§ Excerpt:
-- begin --

The majestic t-shirt is the most versatile and recognized piece of apparel in this world. You can wear it with practically anything and to almost any occasion; with a suit to a wedding, on the beach, to the gym, even at your cousin’s Bar Mitzvah!


For some people, it is more than that. It is their bread and butter and what their world revolves around. Yes, we are looking at you the relentless t-shirt printer. If you’re already in the business or just starting out, you need to know what blank t-shirt is right for your store, the brands and types of blanks out there, how to properly choose them, and how to source them properly. Here is a comprehensive guide to help you with all of that.


The Basics
First of all, let’s start with the basics. The printing processes. For soon to be customers, knowing this is as important as the desire to be an entrepreneur itself.


*Screen printing*

This is by far the most popular and widely used method. Almost all kinds of t-shirts work for this method. It produces results which are durable and will last a long time depending upon the quality of the t-shirt. Screen printing is most cost effective if you produce t-shirts in bulk.

-- end --

§ Given task A: Can you rewrite the t-shirt excerpt starting with "For some people, it" and going on through "an entrepreneur itself.", swapping "bread and butter" for "livelihood"?

§ Input rows:
-- begin --

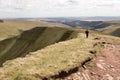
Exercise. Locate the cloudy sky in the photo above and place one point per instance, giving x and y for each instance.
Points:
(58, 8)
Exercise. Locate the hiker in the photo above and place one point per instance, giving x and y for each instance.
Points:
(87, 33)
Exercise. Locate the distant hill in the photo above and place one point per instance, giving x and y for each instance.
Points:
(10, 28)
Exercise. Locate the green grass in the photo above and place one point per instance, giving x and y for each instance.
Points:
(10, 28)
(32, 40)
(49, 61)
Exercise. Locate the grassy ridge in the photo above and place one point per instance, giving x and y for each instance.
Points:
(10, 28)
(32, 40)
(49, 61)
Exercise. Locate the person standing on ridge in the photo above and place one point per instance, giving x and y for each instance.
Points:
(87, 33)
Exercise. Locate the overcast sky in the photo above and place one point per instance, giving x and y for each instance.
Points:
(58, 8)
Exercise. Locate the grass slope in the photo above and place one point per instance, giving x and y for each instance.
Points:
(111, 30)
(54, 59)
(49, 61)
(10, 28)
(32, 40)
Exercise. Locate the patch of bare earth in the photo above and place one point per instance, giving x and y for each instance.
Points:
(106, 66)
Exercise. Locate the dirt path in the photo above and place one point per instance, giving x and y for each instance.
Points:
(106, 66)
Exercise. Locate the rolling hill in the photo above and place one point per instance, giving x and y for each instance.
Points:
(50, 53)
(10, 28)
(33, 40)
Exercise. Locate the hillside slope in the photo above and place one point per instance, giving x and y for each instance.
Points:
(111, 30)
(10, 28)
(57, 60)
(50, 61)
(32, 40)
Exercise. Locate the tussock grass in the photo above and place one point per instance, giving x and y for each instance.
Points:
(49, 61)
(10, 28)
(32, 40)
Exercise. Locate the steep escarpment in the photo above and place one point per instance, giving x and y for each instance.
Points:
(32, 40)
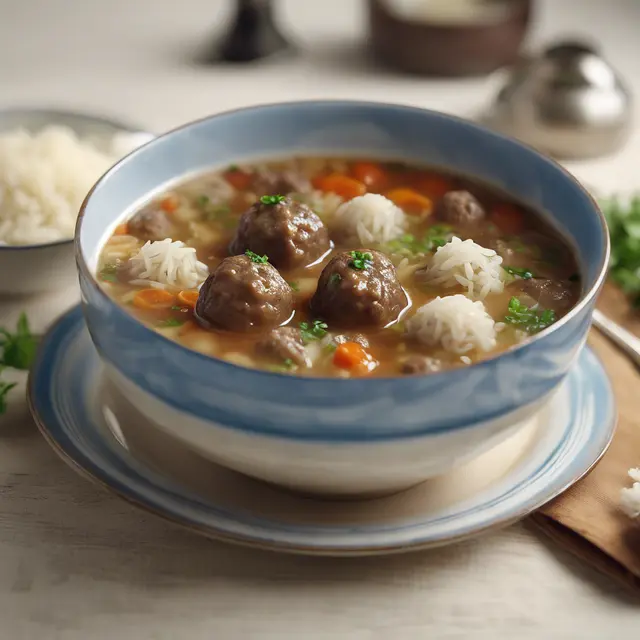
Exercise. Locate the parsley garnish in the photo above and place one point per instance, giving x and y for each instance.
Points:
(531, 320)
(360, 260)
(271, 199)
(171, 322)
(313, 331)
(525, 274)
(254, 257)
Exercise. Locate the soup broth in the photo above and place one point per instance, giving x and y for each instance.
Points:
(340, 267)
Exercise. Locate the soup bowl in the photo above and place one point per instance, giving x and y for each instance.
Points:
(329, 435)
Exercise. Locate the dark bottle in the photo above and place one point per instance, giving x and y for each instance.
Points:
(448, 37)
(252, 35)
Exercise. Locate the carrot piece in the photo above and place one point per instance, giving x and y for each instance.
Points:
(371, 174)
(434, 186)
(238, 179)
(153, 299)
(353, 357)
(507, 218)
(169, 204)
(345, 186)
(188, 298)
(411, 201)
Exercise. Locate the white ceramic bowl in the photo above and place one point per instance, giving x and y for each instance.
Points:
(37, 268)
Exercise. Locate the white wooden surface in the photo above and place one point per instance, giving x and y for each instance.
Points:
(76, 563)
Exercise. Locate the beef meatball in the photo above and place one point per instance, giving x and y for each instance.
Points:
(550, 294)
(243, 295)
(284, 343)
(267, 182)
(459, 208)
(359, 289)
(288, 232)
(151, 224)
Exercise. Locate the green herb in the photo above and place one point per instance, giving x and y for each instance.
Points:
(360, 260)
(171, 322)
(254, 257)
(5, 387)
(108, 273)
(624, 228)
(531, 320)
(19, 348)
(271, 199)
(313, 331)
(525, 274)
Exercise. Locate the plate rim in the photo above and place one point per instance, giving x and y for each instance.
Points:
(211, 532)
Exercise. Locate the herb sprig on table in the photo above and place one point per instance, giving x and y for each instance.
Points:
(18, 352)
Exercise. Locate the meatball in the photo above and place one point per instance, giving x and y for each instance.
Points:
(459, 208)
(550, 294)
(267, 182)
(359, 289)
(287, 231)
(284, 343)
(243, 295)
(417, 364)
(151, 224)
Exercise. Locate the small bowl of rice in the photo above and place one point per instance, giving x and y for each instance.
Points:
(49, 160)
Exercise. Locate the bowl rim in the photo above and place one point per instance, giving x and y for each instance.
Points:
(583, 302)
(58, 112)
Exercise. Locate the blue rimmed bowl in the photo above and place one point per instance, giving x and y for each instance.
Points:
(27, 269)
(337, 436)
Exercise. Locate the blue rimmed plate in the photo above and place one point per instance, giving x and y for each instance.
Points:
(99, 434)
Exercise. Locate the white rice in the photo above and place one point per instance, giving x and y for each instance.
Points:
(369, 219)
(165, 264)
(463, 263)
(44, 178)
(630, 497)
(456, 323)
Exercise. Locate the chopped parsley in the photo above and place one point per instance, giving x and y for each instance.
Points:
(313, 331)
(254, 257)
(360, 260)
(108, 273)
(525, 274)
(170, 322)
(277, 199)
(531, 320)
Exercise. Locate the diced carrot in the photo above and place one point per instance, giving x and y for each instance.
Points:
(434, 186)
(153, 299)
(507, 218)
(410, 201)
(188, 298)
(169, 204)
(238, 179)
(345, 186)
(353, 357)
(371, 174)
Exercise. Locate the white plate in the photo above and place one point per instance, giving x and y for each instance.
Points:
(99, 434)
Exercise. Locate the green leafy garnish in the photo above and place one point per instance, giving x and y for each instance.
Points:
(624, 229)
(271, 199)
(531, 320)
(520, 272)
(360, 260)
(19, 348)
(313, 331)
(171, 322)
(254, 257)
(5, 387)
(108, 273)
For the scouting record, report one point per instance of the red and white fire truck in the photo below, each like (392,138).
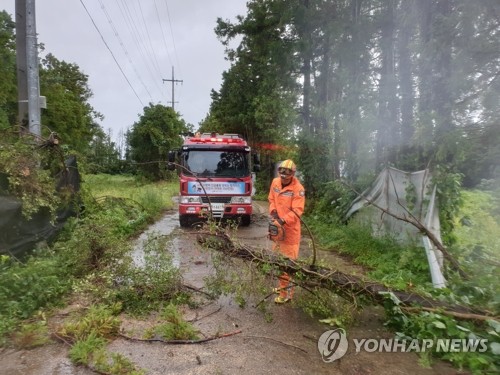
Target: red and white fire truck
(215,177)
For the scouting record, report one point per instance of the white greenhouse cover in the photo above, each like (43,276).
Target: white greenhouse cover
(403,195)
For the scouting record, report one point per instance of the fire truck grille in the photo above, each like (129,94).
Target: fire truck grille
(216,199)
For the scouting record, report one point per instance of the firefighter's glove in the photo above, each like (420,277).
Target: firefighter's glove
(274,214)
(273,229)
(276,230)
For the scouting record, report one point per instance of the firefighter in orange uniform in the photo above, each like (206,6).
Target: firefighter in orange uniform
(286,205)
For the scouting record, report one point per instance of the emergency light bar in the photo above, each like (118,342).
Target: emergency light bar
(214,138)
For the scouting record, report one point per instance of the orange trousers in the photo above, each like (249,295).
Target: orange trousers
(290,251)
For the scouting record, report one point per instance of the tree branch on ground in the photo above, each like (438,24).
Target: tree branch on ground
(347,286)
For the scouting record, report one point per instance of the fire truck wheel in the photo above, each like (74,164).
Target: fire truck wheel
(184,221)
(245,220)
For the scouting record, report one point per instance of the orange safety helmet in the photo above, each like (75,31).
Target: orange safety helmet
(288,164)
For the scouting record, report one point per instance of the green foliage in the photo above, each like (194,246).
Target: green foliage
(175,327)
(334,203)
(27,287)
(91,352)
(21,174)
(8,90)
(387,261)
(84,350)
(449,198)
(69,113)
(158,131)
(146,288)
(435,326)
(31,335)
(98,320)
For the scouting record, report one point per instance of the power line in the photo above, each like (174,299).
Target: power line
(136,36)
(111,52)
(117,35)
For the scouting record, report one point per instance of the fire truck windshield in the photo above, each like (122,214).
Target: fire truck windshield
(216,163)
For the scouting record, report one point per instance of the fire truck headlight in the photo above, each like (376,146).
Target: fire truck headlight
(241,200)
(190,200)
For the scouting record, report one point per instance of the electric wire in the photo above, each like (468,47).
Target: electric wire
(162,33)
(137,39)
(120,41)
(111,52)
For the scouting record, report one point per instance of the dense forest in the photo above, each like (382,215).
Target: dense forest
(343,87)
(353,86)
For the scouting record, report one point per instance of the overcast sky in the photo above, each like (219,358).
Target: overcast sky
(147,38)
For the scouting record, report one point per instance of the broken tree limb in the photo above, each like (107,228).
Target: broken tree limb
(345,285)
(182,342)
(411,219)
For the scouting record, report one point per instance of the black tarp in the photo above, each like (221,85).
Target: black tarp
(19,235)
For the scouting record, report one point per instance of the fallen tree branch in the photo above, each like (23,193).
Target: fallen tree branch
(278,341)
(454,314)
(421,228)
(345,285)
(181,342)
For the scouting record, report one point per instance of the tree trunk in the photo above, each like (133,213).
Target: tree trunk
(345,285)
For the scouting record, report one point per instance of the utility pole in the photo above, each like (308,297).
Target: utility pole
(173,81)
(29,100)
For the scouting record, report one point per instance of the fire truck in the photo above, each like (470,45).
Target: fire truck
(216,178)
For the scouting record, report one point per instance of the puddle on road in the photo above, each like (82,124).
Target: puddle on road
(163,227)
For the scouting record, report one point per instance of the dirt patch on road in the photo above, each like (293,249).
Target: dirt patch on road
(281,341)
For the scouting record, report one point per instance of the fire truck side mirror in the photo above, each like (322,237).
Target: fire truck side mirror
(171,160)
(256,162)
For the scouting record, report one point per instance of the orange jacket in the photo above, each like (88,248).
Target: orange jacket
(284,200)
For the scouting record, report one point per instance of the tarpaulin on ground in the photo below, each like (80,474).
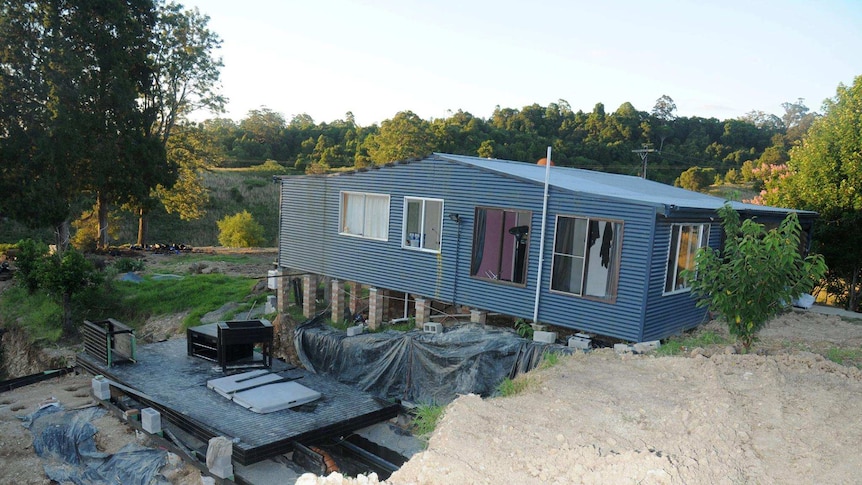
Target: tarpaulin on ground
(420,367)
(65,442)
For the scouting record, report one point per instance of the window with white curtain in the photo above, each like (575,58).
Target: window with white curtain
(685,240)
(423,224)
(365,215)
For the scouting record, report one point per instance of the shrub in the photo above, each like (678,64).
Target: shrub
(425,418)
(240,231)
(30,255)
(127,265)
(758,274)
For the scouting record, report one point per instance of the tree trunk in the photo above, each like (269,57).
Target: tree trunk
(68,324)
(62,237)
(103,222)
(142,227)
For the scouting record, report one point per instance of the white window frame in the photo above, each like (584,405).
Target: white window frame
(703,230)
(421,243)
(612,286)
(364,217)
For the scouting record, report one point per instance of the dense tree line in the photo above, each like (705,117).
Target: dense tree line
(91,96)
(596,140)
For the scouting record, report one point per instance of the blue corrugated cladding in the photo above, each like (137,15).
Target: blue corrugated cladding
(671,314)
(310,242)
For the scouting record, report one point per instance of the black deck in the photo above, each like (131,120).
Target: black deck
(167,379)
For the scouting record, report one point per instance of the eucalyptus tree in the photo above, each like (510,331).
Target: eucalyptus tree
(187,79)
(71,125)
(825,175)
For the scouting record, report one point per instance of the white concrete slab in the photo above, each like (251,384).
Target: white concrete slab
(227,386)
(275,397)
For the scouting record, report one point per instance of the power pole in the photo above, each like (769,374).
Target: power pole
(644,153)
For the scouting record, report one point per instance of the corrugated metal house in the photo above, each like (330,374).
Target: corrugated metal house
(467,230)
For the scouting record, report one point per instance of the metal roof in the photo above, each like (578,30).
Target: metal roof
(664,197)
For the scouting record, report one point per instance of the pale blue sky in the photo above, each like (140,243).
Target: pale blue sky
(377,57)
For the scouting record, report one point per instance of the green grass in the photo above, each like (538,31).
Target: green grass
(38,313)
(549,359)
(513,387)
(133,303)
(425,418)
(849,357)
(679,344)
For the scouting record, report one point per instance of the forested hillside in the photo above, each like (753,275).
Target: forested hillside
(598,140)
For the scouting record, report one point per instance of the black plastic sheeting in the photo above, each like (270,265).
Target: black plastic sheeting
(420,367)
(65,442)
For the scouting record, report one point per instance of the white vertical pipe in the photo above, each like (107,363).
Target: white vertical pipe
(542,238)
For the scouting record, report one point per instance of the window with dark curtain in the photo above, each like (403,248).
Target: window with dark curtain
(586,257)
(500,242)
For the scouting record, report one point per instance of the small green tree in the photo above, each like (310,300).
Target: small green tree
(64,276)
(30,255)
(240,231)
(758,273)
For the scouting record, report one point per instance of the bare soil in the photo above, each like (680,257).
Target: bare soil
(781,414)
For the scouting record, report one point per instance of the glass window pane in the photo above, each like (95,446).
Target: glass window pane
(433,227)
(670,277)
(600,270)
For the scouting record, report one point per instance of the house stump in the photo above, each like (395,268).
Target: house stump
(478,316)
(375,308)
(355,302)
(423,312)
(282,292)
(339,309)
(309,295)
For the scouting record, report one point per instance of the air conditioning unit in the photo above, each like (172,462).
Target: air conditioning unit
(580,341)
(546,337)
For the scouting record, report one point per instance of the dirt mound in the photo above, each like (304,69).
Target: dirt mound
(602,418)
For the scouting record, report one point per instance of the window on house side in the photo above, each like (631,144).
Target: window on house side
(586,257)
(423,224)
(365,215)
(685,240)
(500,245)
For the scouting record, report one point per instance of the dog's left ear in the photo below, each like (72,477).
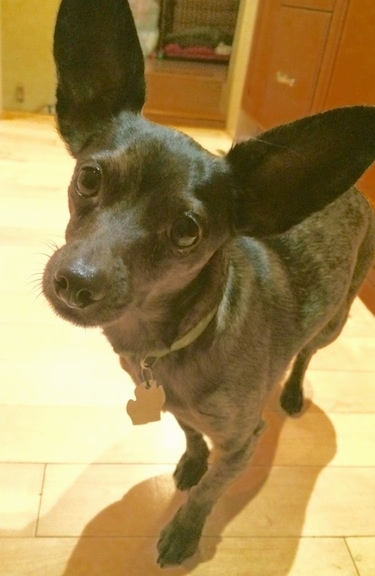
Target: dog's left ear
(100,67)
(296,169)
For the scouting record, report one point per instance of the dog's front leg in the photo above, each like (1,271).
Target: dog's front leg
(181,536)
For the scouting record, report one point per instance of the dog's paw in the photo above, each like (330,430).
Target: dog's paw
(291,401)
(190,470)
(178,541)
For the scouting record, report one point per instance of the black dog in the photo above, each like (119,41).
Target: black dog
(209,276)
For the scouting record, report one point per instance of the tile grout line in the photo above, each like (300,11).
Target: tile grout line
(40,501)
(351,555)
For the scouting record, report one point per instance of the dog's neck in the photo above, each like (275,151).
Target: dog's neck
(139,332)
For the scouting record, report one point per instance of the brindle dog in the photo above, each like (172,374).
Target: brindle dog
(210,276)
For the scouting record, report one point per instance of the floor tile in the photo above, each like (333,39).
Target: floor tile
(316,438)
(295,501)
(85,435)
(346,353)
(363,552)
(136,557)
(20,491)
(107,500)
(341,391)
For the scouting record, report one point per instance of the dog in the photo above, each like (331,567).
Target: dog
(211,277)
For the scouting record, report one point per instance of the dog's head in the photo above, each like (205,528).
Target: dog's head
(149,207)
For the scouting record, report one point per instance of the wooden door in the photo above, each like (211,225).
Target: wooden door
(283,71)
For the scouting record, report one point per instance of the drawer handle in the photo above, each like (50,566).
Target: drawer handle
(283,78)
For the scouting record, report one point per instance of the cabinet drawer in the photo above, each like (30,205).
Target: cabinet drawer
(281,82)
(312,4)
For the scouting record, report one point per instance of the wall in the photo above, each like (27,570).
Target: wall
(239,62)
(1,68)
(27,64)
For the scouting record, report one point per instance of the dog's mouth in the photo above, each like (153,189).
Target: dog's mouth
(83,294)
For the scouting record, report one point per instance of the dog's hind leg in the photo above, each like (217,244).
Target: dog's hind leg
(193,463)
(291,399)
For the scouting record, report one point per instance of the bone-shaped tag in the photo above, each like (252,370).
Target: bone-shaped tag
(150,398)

-- end --

§ Given task B: How many lines of the listing contain the string "ridge", counting case as it appears? Reply with the number alone.

§ Expected output A:
For some people, it is more than that. It is their livelihood and what their world revolves around. Yes, we are looking at you the relentless t-shirt printer. If you’re already in the business or just starting out, you need to know what blank t-shirt is right for your store, the brands and types of blanks out there, how to properly choose them, and how to source them properly. Here is a comprehensive guide to help you with all of that.


The Basics
First of all, let’s start with the basics. The printing processes. For soon to be customers, knowing this is as important as the desire to be an entrepreneur itself.

§ Expected output B: 2